Work to be completed. Return each line of the material below that contains the string "black".

Excerpted records.
☆ ☆ ☆

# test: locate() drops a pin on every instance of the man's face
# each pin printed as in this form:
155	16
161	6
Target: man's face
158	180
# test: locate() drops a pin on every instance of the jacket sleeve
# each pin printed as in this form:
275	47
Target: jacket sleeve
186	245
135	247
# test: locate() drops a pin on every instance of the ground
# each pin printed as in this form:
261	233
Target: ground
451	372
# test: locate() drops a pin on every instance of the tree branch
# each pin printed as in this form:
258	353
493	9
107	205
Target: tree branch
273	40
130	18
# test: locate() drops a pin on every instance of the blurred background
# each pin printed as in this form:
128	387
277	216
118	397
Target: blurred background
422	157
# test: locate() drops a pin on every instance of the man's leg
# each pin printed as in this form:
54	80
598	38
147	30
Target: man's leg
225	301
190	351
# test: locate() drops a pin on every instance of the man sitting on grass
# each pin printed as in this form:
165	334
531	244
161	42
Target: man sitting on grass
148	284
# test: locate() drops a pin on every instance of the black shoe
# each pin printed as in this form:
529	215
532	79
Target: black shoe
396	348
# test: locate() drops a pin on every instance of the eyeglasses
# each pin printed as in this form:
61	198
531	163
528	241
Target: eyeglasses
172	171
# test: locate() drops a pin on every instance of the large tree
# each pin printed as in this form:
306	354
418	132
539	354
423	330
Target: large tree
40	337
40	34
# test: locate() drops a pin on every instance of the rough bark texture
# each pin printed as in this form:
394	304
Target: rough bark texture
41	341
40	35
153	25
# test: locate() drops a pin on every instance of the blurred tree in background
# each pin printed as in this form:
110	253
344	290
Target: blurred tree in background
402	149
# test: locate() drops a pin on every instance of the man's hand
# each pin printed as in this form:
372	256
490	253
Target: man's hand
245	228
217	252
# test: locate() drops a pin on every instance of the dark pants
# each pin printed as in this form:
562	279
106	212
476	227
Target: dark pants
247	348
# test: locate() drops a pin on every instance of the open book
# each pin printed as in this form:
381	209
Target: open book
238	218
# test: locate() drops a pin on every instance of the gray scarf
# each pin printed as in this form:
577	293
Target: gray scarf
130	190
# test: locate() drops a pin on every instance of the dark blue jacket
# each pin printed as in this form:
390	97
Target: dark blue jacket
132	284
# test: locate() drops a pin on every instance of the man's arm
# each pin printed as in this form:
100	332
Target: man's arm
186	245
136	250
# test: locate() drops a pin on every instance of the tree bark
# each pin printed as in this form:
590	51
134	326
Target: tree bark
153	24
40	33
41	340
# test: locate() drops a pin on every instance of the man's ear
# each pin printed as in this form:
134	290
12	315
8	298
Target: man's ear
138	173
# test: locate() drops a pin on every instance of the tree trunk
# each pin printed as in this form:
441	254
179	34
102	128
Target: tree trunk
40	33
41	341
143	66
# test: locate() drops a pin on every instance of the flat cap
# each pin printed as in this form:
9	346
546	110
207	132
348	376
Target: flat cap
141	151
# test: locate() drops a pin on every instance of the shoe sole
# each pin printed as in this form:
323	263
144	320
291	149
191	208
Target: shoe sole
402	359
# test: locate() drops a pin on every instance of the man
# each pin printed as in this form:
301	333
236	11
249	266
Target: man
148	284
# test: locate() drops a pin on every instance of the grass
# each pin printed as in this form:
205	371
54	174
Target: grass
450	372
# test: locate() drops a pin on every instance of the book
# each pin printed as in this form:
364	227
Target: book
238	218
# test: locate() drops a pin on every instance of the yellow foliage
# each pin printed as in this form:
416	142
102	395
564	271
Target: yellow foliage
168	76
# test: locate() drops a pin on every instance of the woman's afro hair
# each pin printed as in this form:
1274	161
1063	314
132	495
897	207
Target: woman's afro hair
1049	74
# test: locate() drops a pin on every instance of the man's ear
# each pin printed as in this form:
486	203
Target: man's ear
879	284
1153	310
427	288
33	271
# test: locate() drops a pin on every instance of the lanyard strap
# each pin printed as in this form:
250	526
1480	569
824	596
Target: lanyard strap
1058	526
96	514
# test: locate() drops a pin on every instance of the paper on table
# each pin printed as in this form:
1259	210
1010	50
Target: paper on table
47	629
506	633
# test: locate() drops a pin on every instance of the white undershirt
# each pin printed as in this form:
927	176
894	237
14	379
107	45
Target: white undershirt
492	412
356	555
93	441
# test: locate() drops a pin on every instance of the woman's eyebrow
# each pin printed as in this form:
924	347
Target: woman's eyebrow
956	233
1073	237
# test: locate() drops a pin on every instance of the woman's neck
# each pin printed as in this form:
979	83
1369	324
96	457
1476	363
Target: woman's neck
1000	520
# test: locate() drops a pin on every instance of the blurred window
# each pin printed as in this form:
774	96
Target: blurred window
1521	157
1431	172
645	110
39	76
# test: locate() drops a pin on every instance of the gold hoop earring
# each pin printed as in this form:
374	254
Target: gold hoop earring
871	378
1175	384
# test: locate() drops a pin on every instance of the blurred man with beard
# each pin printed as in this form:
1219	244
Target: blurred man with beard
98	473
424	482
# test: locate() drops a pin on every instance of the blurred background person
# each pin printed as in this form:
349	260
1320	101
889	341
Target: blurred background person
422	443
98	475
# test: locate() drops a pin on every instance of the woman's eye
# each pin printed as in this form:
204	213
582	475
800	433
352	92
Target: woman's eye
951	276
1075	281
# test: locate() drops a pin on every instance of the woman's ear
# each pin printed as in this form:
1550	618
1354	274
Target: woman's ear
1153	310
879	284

☆ ☆ ☆

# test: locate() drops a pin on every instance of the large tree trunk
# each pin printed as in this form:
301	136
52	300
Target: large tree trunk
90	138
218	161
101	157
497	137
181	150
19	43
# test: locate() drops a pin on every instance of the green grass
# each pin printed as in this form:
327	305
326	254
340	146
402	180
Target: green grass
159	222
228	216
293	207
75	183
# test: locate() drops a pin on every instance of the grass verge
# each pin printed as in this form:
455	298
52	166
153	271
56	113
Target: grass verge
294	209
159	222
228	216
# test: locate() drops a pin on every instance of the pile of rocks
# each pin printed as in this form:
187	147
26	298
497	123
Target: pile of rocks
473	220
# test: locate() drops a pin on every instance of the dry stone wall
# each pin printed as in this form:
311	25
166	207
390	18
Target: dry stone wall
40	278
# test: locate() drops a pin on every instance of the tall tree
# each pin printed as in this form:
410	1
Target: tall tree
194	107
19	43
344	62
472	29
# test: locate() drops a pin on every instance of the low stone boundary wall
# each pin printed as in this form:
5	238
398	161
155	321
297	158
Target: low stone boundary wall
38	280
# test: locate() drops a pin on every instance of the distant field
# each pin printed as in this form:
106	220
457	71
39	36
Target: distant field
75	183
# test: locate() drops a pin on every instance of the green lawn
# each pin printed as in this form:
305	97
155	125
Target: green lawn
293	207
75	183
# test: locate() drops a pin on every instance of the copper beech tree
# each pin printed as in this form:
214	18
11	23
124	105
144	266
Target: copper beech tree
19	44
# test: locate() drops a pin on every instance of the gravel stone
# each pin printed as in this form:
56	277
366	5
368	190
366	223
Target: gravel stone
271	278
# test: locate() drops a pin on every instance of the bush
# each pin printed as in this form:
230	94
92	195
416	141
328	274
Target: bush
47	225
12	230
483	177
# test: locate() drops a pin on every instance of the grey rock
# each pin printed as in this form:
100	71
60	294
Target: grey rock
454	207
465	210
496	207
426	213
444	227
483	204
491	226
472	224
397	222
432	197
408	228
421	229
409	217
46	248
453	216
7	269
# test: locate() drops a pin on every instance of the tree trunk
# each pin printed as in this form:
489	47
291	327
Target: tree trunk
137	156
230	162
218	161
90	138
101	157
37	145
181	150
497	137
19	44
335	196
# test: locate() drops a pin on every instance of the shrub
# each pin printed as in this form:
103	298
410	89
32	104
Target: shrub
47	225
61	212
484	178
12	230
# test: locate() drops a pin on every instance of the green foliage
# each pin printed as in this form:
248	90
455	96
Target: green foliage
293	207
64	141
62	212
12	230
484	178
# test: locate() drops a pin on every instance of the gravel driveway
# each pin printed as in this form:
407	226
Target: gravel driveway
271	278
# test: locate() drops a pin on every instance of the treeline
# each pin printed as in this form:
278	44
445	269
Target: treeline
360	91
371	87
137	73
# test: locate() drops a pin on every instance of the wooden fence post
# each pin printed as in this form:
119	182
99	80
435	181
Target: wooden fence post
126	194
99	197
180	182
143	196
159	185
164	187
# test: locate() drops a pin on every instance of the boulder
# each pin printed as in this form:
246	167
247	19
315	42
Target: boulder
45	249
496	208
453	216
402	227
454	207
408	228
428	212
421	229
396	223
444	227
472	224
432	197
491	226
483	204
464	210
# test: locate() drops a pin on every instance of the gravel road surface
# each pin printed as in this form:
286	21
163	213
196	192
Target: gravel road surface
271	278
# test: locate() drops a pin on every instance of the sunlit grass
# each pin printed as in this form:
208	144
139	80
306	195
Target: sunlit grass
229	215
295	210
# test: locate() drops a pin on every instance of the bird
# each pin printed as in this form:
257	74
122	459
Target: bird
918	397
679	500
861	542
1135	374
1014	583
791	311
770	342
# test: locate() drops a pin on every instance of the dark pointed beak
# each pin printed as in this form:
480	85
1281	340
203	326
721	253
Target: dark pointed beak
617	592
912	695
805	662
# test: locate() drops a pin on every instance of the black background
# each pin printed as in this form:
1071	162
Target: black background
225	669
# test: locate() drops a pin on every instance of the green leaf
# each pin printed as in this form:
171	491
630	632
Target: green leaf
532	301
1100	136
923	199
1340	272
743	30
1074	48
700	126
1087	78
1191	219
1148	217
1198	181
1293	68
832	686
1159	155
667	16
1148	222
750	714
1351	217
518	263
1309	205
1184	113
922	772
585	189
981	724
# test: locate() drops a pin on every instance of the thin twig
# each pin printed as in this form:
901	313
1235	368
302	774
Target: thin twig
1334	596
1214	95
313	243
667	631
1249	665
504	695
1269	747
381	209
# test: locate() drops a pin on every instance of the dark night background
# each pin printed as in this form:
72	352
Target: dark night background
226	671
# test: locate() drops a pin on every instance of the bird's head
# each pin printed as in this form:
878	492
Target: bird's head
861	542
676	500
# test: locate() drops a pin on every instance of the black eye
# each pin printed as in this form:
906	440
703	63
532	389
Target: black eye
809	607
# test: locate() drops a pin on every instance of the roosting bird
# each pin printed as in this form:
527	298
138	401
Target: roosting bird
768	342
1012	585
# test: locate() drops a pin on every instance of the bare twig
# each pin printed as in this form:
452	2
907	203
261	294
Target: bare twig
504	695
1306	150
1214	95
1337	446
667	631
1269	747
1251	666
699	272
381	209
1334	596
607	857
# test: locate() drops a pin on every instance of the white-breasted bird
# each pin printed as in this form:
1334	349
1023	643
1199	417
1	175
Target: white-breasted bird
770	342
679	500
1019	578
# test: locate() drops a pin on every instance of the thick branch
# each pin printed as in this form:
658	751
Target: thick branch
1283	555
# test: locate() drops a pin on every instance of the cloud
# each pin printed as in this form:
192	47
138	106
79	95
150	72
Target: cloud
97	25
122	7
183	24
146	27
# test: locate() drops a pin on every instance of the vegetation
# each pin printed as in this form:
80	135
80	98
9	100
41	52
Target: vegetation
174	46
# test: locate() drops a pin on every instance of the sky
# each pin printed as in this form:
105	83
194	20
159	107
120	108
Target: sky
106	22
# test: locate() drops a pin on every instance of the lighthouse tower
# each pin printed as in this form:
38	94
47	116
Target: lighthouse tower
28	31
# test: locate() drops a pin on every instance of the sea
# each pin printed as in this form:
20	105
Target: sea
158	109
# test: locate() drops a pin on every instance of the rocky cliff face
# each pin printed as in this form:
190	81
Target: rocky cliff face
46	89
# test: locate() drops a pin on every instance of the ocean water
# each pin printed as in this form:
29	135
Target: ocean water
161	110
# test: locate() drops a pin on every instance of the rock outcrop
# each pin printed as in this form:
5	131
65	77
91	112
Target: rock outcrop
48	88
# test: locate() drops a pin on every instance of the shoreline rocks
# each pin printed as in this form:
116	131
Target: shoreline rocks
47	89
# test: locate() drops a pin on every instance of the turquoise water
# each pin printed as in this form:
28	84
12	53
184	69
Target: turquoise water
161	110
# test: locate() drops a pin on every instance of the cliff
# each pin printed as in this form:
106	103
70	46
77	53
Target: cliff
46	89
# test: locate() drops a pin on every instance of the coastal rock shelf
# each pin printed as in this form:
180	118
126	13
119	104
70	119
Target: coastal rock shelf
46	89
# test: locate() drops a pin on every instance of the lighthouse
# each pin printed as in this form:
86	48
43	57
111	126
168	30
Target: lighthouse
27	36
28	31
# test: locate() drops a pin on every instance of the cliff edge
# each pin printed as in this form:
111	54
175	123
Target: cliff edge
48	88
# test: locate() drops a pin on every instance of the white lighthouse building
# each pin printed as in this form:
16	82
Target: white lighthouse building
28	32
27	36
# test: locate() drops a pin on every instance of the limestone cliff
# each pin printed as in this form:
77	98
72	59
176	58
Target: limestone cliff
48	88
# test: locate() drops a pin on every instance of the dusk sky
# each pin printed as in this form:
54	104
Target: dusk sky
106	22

☆ ☆ ☆

Full answer.
# test: locate() drops a pin on every instance of the black shoe
Target: black shoe
# test: locate() drops a pin on every instance of the black background
Target: black background
# test: locate() drops a pin on every instance of the black eye
Target: black eye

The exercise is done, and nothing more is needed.